EXERCÍCIO
Apresente toda a listagem abaixo como uma lista numerada, omitindo as linhas em branco e deixando as imagens de fora.

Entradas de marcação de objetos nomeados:
------------------------

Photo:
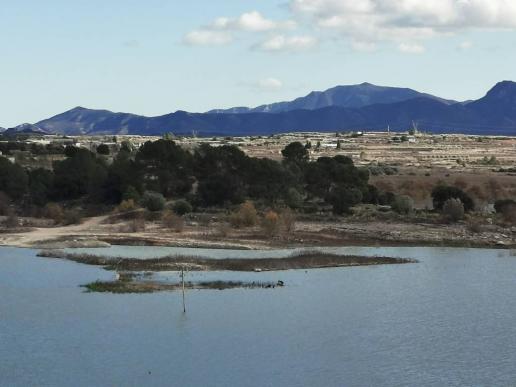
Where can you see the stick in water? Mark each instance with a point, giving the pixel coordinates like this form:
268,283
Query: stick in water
183,283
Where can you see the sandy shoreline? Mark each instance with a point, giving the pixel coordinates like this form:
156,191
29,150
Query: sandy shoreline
96,232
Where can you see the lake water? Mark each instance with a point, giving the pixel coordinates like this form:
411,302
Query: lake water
449,320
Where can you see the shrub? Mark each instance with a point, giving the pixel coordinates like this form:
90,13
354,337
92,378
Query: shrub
294,199
246,216
12,220
103,149
127,206
503,205
453,210
131,194
173,221
288,219
343,198
137,225
509,213
4,203
53,211
403,204
182,207
223,230
71,217
442,193
474,226
153,201
271,224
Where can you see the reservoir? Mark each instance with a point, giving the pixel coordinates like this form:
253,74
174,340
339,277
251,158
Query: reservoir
447,320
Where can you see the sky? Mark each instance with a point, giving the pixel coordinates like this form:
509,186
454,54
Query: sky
154,57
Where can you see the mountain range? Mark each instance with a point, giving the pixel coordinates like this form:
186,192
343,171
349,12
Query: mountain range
343,108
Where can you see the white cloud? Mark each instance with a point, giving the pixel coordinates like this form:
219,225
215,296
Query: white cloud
252,21
270,84
207,38
464,46
404,21
363,23
282,43
411,48
363,46
221,30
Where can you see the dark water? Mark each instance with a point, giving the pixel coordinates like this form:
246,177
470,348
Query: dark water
447,321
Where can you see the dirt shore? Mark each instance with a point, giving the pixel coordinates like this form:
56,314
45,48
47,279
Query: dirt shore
96,232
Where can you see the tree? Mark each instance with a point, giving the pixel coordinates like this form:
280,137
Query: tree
103,149
80,174
453,209
271,223
182,207
13,179
153,201
343,198
403,204
246,216
442,193
296,152
166,167
41,185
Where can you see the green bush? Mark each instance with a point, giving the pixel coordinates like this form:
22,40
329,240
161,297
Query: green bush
403,204
453,210
153,201
442,193
182,207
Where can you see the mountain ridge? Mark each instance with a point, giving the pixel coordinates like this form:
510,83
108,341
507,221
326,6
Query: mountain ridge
495,114
349,96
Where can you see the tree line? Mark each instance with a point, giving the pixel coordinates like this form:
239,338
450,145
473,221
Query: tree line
206,177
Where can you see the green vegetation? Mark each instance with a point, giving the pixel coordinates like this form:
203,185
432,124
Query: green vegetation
222,177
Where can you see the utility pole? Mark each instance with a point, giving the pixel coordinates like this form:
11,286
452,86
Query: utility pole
183,284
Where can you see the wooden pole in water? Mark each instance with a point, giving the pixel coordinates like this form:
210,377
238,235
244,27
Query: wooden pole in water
183,283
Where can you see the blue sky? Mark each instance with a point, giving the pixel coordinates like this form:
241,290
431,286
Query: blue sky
157,56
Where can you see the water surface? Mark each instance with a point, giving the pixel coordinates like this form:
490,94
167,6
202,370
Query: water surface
448,320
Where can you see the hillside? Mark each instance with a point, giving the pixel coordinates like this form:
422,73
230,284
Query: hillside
493,114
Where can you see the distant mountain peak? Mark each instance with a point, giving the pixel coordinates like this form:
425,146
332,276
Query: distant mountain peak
503,89
346,96
342,108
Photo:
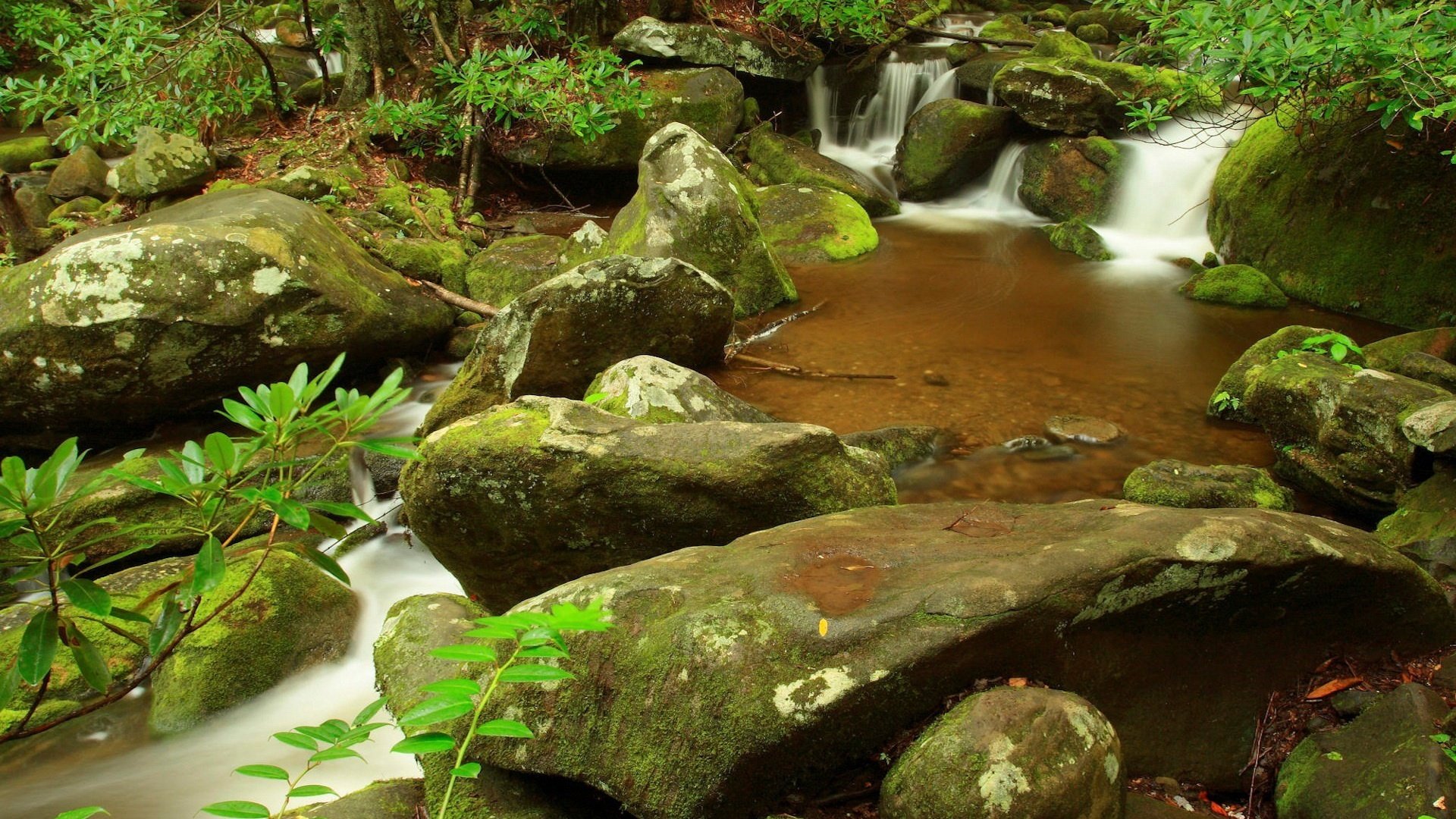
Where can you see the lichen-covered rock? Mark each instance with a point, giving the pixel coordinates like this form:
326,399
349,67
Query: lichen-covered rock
1025,752
1237,284
660,392
783,161
1190,485
82,174
162,164
291,617
124,325
1229,398
814,224
18,153
1075,237
792,651
513,265
1057,98
692,205
1071,178
1382,765
699,44
557,337
946,145
1338,430
707,99
1318,213
545,490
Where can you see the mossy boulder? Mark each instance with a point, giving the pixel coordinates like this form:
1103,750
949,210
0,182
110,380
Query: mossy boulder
1320,213
1027,752
701,44
783,161
660,392
121,327
1382,765
557,337
18,153
1338,431
707,99
814,224
291,617
513,265
162,165
1071,178
946,145
545,490
795,651
692,205
1075,237
82,174
1190,485
1237,284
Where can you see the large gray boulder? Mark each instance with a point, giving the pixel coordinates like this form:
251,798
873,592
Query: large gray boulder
545,490
795,651
693,205
1024,752
557,337
121,327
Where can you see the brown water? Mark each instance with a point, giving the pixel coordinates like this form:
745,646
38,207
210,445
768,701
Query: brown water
1018,333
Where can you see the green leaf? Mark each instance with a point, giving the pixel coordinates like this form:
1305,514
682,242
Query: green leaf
86,596
504,727
532,672
237,811
262,771
468,771
465,653
433,742
436,710
38,646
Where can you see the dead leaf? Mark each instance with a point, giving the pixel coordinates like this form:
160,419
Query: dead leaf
1334,687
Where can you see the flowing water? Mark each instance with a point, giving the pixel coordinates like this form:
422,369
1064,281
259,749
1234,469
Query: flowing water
987,331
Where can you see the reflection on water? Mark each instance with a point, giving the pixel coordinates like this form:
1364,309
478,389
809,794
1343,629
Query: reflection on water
1018,333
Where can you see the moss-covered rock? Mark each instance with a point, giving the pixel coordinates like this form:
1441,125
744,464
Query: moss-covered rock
1320,215
557,337
1382,765
1237,284
1071,178
692,205
814,224
1027,752
162,165
799,651
82,174
661,392
513,265
1190,485
1075,237
946,145
124,325
545,490
707,99
291,617
18,153
783,161
1338,430
699,44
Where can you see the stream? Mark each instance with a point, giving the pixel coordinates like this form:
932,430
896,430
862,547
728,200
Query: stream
987,330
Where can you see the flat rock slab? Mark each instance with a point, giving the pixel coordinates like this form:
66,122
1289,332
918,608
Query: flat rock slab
736,670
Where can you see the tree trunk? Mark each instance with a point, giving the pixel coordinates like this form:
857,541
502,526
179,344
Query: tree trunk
376,41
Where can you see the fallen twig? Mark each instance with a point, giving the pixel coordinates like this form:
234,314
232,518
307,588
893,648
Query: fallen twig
764,333
801,372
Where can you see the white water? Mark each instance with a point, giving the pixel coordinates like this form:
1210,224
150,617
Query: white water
174,777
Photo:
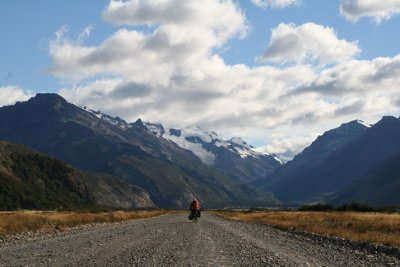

------------------------

RESPOSTA DO EXERCÍCIO
1. Photo:
2. Where can you see the stick in water? Mark each instance with a point, giving the pixel coordinates like this form:
3. 268,283
4. Query: stick in water
5. 183,283
6. Where can you see the sandy shoreline? Mark each instance with a point, giving the pixel coordinates like this form:
7. 156,191
8. 29,150
9. Query: sandy shoreline
10. 96,232
11. Where can you see the lake water? Mark each instance with a point, giving the pixel coordinates like this form:
12. 411,302
13. Query: lake water
14. 449,320
15. Where can you see the shrub? Mark each instance with a point, giving the pixel coordinates like this form:
16. 90,13
17. 354,337
18. 92,378
19. Query: shrub
20. 294,199
21. 246,216
22. 12,220
23. 103,149
24. 127,206
25. 503,205
26. 453,210
27. 131,194
28. 173,221
29. 288,219
30. 343,198
31. 137,225
32. 509,213
33. 4,203
34. 53,211
35. 403,204
36. 182,207
37. 223,230
38. 71,217
39. 442,193
40. 474,226
41. 153,201
42. 271,224
43. Where can you see the reservoir? Mark each instance with a point, giving the pixel coordinates like this form:
44. 253,74
45. 174,340
46. 339,277
47. 251,158
48. Query: reservoir
49. 447,320
50. Where can you see the sky? Mark each instance with a point, giving the pixel coordinates like this form:
51. 509,186
52. 454,54
53. Query: sky
54. 154,57
55. Where can you see the mountain range? Mark each instance with a point, giving the pixel coordinates like this form:
56. 186,192
57. 343,171
58. 349,12
59. Query: mountain range
60. 343,108
61. Where can you see the white cloud? Mark each instance with a point, giving the pixel coordinates like this form:
62. 219,225
63. 215,296
64. Query: white cloud
65. 252,21
66. 270,84
67. 207,38
68. 464,46
69. 404,21
70. 363,23
71. 282,43
72. 411,48
73. 363,46
74. 221,30
75. Where can you see the dark water? Mark each instance with a point, giving the pixel coordinates like this form:
76. 246,177
77. 470,348
78. Query: dark water
79. 447,321
80. Where can you see the dirt shore? Mark each instance with a point, giving the pixel coordinates like this form:
81. 56,314
82. 45,48
83. 47,279
84. Query: dirt shore
85. 96,232
86. Where can you see the tree? Mark each instance with a point, giving the pixel coordinates like this form:
87. 280,137
88. Query: tree
89. 103,149
90. 80,174
91. 453,209
92. 271,223
93. 182,207
94. 13,179
95. 153,201
96. 343,198
97. 403,204
98. 246,216
99. 442,193
100. 296,152
101. 166,167
102. 41,185
103. Where can you see the green bush? Mark each instance with a point, giving the pixel coordinates like this form:
104. 22,40
105. 329,240
106. 161,297
107. Query: green bush
108. 403,204
109. 453,210
110. 153,201
111. 442,193
112. 182,207
113. Where can you see the mountain ridge? Mark each instance with a point, giving the pixel coordinates like this form:
114. 510,83
115. 108,341
116. 507,221
117. 326,6
118. Query: mountain ridge
119. 495,114
120. 349,96
121. Where can you see the tree line? Mark each instance with a point, giving the pixel coordinates like this form:
122. 239,338
123. 450,145
124. 473,221
125. Query: tree line
126. 206,177
127. Where can you see the green vegetation? Mark each instance with a point, giving the pixel coordinates like this form:
128. 203,185
129. 432,124
130. Query: green vegetation
131. 222,177
132. Where can you see the utility pole? Mark each instance with a point, giving the pixel coordinates like this form:
133. 11,286
134. 452,86
135. Query: utility pole
136. 183,284
137. Where can you see the wooden pole in water? Mark each instance with a point, giving the pixel coordinates like this form:
138. 210,377
139. 238,235
140. 244,27
141. Query: wooden pole in water
142. 183,283
143. Where can you see the blue sky? Mark each instance with a point, giving the pixel coordinates like this form:
144. 241,290
145. 431,286
146. Query: blue sky
147. 157,56
148. Where can you see the water surface? Mark each instance with a point, giving the pixel coordinates like this form:
149. 490,94
150. 167,6
151. 202,370
152. Query: water surface
153. 448,320
154. Where can you see the hillside? Mark each instance with a point, giving the pixel coordinates like this form:
155. 422,73
156. 230,284
157. Query: hillside
158. 493,114
159. Where can you see the distant mountain peak? Mark each instance with a point, giving the pixel coordinates like this form:
160. 425,146
161. 332,276
162. Query: distant mountain peak
163. 503,89
164. 346,96
165. 342,108
166. Photo:
167. Where can you see the lichen-covered rock? Mark each instance with a point, giving the pixel coordinates like this form:
168. 326,399
169. 349,67
170. Query: lichen-covered rock
171. 1025,752
172. 1237,284
173. 660,392
174. 783,161
175. 1190,485
176. 82,174
177. 162,164
178. 291,617
179. 124,325
180. 1229,398
181. 814,224
182. 18,153
183. 1075,237
184. 792,651
185. 513,265
186. 1057,98
187. 692,205
188. 1071,178
189. 1382,765
190. 699,44
191. 557,337
192. 946,145
193. 1338,430
194. 707,99
195. 1318,213
196. 545,490
197. Where can you see the mossy boulder? Mark each instance with a point, giving the pixel coordinates like this form:
198. 1103,750
199. 949,210
200. 0,182
201. 110,380
202. Query: mossy boulder
203. 1320,213
204. 1027,752
205. 701,44
206. 783,161
207. 660,392
208. 121,327
209. 1382,765
210. 557,337
211. 18,153
212. 1338,431
213. 707,99
214. 814,224
215. 291,617
216. 513,265
217. 162,165
218. 1071,178
219. 946,145
220. 545,490
221. 795,651
222. 692,205
223. 1075,237
224. 82,174
225. 1190,485
226. 1237,284
227. Where can you see the large gray boulder? Mark each instance with a point, giving the pixel coordinates like this form:
228. 251,798
229. 873,592
230. Query: large gray boulder
231. 545,490
232. 795,651
233. 693,205
234. 1024,752
235. 557,337
236. 121,327
237. Where can you see the brown water? Mark each instance with a point, giving the pixel coordinates like this form:
238. 745,646
239. 38,207
240. 210,445
241. 768,701
242. Query: brown water
243. 1018,333
244. Where can you see the green leaf? Mark each instance with a point, giving the pixel coordinates like this form:
245. 1305,514
246. 682,242
247. Query: green leaf
248. 86,596
249. 504,727
250. 532,672
251. 237,811
252. 262,771
253. 468,771
254. 465,653
255. 433,742
256. 436,710
257. 38,646
258. Where can you see the dead leaf? Mark each instance with a point, giving the pixel coordinates like this form:
259. 160,419
260. Query: dead leaf
261. 1334,687
262. Where can you see the flowing water? Mark each instance with a point, giving the pixel coordinates like this form:
263. 422,369
264. 1064,281
265. 259,749
266. 1234,469
267. Query: flowing water
268. 987,331
269. Where can you see the reflection on water? Mark each instance with a point, giving the pixel coordinates like this form:
270. 1364,309
271. 478,389
272. 809,794
273. 1343,629
274. Query: reflection on water
275. 1018,333
276. Where can you see the moss-covered rock? Mark each instance with a point, giving the pixel coordinates like this form:
277. 1441,125
278. 744,464
279. Query: moss-covered rock
280. 1320,215
281. 557,337
282. 1382,765
283. 1237,284
284. 1071,178
285. 692,205
286. 814,224
287. 1027,752
288. 162,165
289. 799,651
290. 82,174
291. 661,392
292. 513,265
293. 1190,485
294. 1075,237
295. 946,145
296. 124,325
297. 545,490
298. 707,99
299. 291,617
300. 18,153
301. 783,161
302. 1338,430
303. 699,44
304. Where can you see the stream? Mark each instance with a point, giving the pixel coordinates like this form:
305. 932,430
306. 896,430
307. 862,547
308. 728,200
309. Query: stream
310. 987,330
311. Where can you see the flat rock slab? Mark each instance with a point, giving the pixel coordinates like this form:
312. 66,122
313. 1289,332
314. 918,608
315. Query: flat rock slab
316. 736,670
317. Where can you see the tree trunk? Mark each instance with a point, giving the pixel coordinates like this form:
318. 857,541
319. 502,526
320. 179,344
321. Query: tree trunk
322. 376,41
323. Where can you see the fallen twig? Mark each instance with a point, giving the pixel coordinates like this form:
324. 234,314
325. 232,518
326. 307,588
327. 893,648
328. Query: fallen twig
329. 764,333
330. 801,372
331. Where can you see the white water? Mark each instance with a point, giving the pixel coordinates like this form:
332. 1210,224
333. 150,617
334. Query: white water
335. 174,777
336. Photo:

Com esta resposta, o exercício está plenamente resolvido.